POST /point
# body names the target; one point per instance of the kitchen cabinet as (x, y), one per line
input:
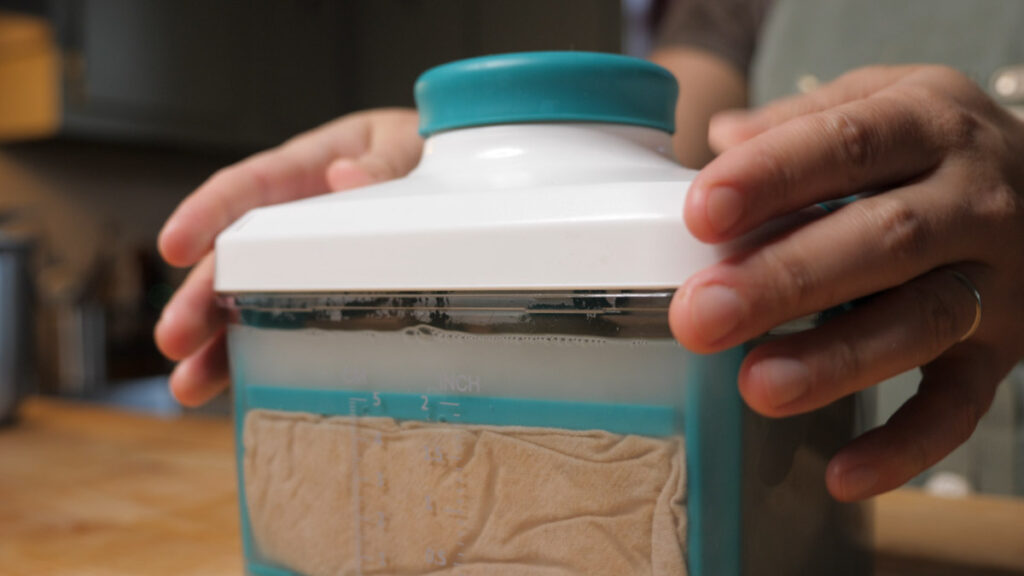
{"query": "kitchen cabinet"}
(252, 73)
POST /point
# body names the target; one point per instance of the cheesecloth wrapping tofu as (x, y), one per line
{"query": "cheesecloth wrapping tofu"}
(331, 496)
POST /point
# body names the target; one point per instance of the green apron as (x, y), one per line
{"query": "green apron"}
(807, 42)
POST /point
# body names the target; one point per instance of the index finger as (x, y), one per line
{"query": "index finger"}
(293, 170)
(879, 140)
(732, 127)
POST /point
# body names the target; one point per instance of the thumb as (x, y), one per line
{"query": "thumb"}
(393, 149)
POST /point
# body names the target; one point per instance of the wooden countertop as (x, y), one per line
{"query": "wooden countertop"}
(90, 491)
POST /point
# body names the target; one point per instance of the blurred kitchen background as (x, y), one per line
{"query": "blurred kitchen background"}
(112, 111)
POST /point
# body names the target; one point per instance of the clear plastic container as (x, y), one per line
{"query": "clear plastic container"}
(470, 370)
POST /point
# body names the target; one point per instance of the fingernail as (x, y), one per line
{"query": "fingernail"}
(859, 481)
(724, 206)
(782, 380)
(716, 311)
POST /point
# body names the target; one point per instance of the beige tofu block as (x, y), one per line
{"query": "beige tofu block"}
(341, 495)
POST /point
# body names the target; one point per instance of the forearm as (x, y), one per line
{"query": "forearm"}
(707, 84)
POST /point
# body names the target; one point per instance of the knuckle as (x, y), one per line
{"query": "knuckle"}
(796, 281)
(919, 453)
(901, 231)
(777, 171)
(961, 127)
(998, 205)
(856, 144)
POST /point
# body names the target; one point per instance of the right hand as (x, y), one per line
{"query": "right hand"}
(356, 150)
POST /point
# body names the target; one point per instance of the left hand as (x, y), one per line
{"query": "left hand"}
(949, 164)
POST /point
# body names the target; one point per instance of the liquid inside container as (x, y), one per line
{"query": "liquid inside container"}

########

Directions for this task – The response should consist of the lines above from the first through the one containing "tofu as (x, y), one per line", transcribed exactly, with every picture left out.

Expected answer –
POST /point
# body names the target; one point per instance of the kitchen cabinet as (x, y), one per line
input:
{"query": "kitchen cabinet"}
(252, 73)
POST /point
# body names the target; one point per instance of the cheesecloth wrapping tofu as (x, y), one per line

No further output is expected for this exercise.